== Provided passage ==
════════
Home Latest News The Franklin welcomes first international visiting researcher

We are delighted to welcome our first international visiting researcher, Professor David W. McComb, who will be part of our Correlated Imaging team. Such a partnership is central to enabling the Rosalind Franklin Institute to achieve the vision set out at its inception. Although delayed by the pandemic, we hope that Professor McComb’s visit marks the start of many other visits and the forging of partnerships with the Franklin.

Professor McComb is on research sabbatical from The Ohio State University (OSU), where he is the founding Director of the Center for Electron Microscopy and Analysis (CEMAS). When Professor McComb moved from Imperial College London to OSU to lead the creation of CEMAS a decade ago he recognised the enormous potential of bringing together the physical and life science communities to share techniques and developments. He is therefore excited to be here at the Franklin to continue to build those connections with our biologists and chemists, who are open to exchanging expertise between fields.
════════
== Input data ==
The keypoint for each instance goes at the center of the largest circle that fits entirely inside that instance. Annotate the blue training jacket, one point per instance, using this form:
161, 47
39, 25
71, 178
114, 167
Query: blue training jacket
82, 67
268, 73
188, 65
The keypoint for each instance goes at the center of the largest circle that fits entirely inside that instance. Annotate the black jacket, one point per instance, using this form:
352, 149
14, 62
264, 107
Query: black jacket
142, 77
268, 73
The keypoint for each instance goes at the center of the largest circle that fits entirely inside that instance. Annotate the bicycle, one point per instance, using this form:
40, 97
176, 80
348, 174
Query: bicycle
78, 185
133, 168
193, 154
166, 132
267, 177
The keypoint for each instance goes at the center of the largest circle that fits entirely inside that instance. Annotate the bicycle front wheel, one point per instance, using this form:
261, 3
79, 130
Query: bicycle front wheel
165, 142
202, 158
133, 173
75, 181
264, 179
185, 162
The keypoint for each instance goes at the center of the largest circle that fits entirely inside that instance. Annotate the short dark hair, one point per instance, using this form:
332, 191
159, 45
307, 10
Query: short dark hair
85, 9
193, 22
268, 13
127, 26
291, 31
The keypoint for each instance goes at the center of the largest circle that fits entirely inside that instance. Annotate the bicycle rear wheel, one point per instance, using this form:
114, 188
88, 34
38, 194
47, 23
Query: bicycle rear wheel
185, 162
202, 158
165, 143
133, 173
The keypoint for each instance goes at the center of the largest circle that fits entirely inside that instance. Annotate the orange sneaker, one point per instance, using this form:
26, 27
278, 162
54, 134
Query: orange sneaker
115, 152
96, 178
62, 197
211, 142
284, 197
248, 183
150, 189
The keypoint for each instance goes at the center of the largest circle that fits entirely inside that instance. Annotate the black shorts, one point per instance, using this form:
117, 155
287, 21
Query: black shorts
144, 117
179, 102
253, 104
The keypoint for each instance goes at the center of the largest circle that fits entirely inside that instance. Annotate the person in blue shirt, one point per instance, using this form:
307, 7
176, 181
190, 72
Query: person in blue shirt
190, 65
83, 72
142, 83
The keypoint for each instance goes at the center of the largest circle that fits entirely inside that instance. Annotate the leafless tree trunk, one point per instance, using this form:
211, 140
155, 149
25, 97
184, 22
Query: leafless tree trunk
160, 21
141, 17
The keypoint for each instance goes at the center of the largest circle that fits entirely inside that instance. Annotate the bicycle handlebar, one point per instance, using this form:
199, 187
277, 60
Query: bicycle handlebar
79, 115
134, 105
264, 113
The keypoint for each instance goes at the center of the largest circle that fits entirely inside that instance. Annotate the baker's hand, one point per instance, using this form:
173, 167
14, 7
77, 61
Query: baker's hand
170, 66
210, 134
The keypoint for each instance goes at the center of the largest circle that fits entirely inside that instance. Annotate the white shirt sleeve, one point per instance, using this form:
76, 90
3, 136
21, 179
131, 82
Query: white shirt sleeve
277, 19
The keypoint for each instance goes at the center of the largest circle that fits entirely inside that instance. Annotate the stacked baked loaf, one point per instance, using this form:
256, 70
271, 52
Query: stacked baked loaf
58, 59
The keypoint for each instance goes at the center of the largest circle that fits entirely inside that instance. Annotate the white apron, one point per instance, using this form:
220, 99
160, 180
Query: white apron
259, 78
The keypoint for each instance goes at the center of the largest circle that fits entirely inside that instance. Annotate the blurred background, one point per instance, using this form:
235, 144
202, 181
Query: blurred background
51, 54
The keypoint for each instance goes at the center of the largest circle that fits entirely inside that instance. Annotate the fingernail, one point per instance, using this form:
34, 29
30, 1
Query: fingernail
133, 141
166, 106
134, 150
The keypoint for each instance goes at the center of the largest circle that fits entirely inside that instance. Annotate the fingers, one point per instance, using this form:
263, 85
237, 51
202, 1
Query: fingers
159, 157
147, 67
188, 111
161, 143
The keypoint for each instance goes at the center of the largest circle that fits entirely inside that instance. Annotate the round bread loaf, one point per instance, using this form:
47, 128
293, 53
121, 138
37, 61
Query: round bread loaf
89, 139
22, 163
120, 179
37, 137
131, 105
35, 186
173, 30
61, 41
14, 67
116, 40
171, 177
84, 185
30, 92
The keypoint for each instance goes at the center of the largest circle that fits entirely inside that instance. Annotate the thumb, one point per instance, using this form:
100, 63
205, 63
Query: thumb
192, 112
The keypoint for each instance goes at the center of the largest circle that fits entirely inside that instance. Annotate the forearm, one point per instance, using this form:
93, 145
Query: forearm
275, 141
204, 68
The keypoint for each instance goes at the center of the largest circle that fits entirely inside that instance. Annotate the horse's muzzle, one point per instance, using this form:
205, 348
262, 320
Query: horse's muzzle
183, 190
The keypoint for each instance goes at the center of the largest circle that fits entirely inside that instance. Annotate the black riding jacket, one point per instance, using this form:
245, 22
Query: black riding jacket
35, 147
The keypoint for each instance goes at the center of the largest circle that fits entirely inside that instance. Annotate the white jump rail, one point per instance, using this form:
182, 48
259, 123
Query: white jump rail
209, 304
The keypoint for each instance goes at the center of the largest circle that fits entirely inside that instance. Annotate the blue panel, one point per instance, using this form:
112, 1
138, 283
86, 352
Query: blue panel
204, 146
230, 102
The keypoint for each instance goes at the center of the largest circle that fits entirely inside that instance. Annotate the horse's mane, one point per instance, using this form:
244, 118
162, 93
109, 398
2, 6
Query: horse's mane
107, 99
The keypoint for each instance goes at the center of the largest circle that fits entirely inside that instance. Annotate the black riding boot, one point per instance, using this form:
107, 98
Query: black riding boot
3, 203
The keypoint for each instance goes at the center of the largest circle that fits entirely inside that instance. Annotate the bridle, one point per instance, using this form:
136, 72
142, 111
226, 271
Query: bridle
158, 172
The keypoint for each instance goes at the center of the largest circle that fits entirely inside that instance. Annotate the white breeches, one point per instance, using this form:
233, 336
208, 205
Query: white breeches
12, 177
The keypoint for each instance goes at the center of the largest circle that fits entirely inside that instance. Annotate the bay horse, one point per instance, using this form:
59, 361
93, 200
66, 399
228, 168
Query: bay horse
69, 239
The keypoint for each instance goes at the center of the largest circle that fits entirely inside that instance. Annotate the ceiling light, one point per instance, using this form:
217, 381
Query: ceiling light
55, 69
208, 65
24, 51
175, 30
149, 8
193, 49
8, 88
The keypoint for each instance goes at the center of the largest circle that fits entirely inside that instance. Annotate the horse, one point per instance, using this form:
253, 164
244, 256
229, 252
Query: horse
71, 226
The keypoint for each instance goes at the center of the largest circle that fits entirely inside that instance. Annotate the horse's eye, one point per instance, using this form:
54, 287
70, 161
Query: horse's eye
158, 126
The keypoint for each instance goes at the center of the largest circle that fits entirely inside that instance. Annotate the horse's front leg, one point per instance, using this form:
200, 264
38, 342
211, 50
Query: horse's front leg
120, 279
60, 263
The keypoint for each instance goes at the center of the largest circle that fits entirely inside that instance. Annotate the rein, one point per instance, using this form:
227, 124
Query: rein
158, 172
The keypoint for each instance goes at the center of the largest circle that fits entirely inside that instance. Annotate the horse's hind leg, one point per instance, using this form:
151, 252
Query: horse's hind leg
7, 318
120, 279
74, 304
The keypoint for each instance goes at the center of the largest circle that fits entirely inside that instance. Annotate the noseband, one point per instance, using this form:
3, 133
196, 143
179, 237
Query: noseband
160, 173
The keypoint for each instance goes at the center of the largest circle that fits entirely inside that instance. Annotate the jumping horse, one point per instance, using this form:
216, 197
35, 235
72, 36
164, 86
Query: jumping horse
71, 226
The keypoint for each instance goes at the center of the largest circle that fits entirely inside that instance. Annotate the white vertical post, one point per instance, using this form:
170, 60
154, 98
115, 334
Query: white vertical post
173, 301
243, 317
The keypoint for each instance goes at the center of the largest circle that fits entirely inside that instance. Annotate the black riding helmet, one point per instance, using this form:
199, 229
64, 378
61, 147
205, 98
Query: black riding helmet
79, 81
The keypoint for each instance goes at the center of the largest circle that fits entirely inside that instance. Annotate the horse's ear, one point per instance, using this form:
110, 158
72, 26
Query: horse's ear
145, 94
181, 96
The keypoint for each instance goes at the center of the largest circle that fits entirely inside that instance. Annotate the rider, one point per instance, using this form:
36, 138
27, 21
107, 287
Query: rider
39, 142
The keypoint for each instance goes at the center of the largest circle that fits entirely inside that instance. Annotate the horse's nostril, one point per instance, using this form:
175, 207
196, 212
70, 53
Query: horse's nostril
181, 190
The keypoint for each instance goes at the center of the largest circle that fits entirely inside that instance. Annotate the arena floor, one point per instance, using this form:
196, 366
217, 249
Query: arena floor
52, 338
════════
== Task instructions ==
(a) In the news item on the Franklin's first international visiting researcher, which team is Professor McComb joining?
(b) Reproduce the portion of the news item on the Franklin's visiting researcher that opens with the words containing "Home Latest News" and closes with "with the Franklin.".
(c) Extend the news item on the Franklin's first international visiting researcher, picking up after its final sentence.

== Answer section ==
(a) The Correlated Imaging team.

(b)
Home Latest News The Franklin welcomes first international visiting researcher

We are delighted to welcome our first international visiting researcher, Professor David W. McComb, who will be part of our Correlated Imaging team. Such a partnership is central to enabling the Rosalind Franklin Institute to achieve the vision set out at its inception. Although delayed by the pandemic, we hope that Professor McComb’s visit marks the start of many other visits and the forging of partnerships with the Franklin.

(c)
Professor David W. McComb

Caitlin, our communication’s manager, spoke with Professor McComb some of his goals while here

Professor McComb said, “I am really excited and honoured to have the opportunity to be part of the Franklin team. There are many opportunities for physical scientists to learn from and utilise advances traditionally applied to life sciences and vice versa. For example, in the emerging field of quantum materials there are numerous challenges that can benefit from understanding the remarkable progress that life scientists have made in the development of cryoEM techniques.”

Professor McComb also commented that holding the positions of both Professor and Director of a large facility left little free time. So he is excited by the opportunity to use his research sabbatical time at the Franklin to take a step back and re-imagine his vision for the field.

Whilst at the Franklin Professor McComb will be using his significant expertise, especially in the field of electron energy-loss spectroscopy (EELS), to help the Correlated Imaging team with their plans for their next phase of microscope developments.

Professor McComb said, “For the first time we have the potential to map molecular functionality and use isotopic labelling in cryoEM. This could have huge potential in drug discovery and medicine, as we would be able to see locate molecules in the cell with much improved spatial resolution and potentially gain insight into the biochemical reactions.”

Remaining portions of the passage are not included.